(Collected data entries)
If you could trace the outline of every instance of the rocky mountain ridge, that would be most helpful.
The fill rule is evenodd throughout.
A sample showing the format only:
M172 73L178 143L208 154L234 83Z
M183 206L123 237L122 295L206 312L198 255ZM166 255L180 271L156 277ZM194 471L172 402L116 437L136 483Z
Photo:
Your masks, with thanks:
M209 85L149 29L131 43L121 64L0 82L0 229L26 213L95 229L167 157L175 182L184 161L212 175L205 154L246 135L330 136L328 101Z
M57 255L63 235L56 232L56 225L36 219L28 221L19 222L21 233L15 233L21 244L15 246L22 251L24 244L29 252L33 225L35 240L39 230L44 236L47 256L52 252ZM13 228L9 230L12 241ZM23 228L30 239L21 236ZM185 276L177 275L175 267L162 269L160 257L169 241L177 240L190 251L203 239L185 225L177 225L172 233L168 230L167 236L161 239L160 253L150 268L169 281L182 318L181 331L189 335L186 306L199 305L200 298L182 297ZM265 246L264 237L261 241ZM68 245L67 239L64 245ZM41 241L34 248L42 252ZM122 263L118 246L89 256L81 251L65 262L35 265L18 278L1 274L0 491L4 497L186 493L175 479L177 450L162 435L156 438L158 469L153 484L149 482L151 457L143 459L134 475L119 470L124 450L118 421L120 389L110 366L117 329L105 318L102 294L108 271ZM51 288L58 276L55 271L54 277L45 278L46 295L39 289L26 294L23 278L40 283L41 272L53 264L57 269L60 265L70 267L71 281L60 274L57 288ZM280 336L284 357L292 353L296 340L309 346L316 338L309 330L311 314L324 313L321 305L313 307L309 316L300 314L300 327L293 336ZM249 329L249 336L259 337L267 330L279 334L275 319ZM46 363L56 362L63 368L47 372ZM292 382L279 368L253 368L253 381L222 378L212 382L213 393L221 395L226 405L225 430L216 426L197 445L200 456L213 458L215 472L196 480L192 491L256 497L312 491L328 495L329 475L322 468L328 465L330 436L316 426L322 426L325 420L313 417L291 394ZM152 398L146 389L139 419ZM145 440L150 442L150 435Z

*YOUR OBJECTIVE*
Can you swap "evenodd" for "nonzero" throughout the records above and write the lines out again, with nothing else changed?

*COMPLETED EXERCISE*
If you could trace the outline of every instance of the rocky mountain ridge, that would be most helpful.
The fill rule is nonzero throughout.
A sample showing the format only:
M172 73L178 143L208 154L234 83Z
M183 206L123 237L122 295L206 312L198 255ZM166 255L180 271L156 277ZM194 471L172 402L116 437L136 483Z
Photo:
Your masks, with thanks:
M209 85L149 29L131 43L121 64L0 82L0 229L26 213L95 229L167 157L175 182L184 161L212 175L205 154L246 135L330 136L328 101Z
M57 255L63 235L56 232L56 225L36 219L28 221L19 222L21 233L15 233L21 244L15 246L22 251L24 244L29 252L33 225L35 240L39 230L44 236L47 256L52 252ZM13 228L9 230L12 241ZM23 228L30 239L21 236ZM185 276L177 275L175 267L162 269L160 257L169 241L177 240L190 251L203 239L185 225L177 225L172 233L168 230L167 236L161 239L160 253L150 268L169 281L182 318L181 331L189 335L186 306L199 305L200 298L182 297ZM265 246L264 237L261 241ZM68 245L67 239L64 245ZM41 241L34 248L42 252ZM122 263L118 246L89 256L81 251L65 262L35 265L18 278L1 274L0 491L4 497L186 493L175 479L177 450L162 435L156 438L158 469L153 484L149 482L151 457L143 459L134 475L119 470L124 450L118 421L120 389L110 366L117 329L105 318L102 294L108 271ZM51 288L58 276L55 271L54 277L45 278L46 295L39 289L26 294L23 278L40 283L41 272L53 264L57 269L60 265L70 267L71 281L60 274L57 288ZM280 336L284 357L292 353L296 340L309 346L316 338L309 330L311 314L324 313L321 305L313 307L309 316L300 314L300 327L293 336ZM249 329L249 336L259 337L267 330L279 334L275 319ZM46 363L56 362L63 368L47 372ZM292 382L279 368L253 368L253 381L222 378L212 382L213 393L221 395L226 405L225 430L216 426L197 445L200 456L213 458L215 472L196 480L192 491L256 497L312 491L328 495L329 475L322 468L328 465L330 436L316 426L322 426L325 420L313 417L291 394ZM152 398L146 389L139 419ZM145 440L150 442L150 435Z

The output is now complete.